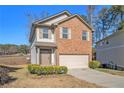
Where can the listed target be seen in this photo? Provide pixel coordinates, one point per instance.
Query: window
(65, 33)
(45, 33)
(107, 42)
(85, 36)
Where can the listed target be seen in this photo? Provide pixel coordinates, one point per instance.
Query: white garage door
(74, 61)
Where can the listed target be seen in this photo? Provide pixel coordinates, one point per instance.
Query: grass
(13, 60)
(110, 71)
(23, 79)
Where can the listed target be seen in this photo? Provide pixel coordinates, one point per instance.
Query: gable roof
(110, 36)
(75, 15)
(52, 17)
(41, 22)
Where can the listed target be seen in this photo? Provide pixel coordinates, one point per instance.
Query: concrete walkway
(99, 78)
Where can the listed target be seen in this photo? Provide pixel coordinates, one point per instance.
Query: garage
(74, 61)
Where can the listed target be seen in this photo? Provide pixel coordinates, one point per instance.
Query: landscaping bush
(4, 75)
(45, 70)
(94, 64)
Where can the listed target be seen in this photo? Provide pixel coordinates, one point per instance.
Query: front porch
(46, 54)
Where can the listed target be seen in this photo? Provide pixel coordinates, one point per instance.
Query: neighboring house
(62, 39)
(110, 50)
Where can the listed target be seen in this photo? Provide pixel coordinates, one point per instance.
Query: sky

----------------------------------------

### [TASK REQUIREMENTS]
Pictures are not part of the copy; transcribe the rest of the data verbatim.

### [COMPLETED EXERCISE]
Where can the listed target be seen in this photo? Provide pixel coordinates, one point per instance.
Query: window
(65, 33)
(45, 33)
(107, 42)
(85, 36)
Where can the listed target be seen in this photo? Provide pixel coordinates, one point per instance.
Query: white garage door
(74, 61)
Where can the listed target be seen in this photo? Provide pixel coordinates, one point per instance.
Query: grass
(13, 60)
(110, 71)
(23, 79)
Where can the listed target be seen in this photo? Provide pixel coordinates, one point per instance.
Query: gable roof
(110, 36)
(75, 15)
(52, 17)
(41, 22)
Where can the listed target be seen in this photo? Provide pixel coordinates, one point per instance.
Query: concrete walkway
(99, 78)
Where can the listed target be seen in this photo? Provide pixel coordinates, one point per instance.
Query: garage
(74, 61)
Where can the listed target be seen in this photo? Provide pixel coordinates, one point per instance.
Query: landscaping bush
(4, 75)
(45, 70)
(94, 64)
Where can the listed target be seen in this photo? Provide pixel coordinates, one point per instance.
Query: front porch
(46, 54)
Where can the listed target be seen in this photo? Provide pixel coordinates, one point per instance.
Query: neighboring house
(62, 39)
(110, 50)
Where can the listed target be seen in this photo? Provide pixel coordinates, one point per instance.
Query: sky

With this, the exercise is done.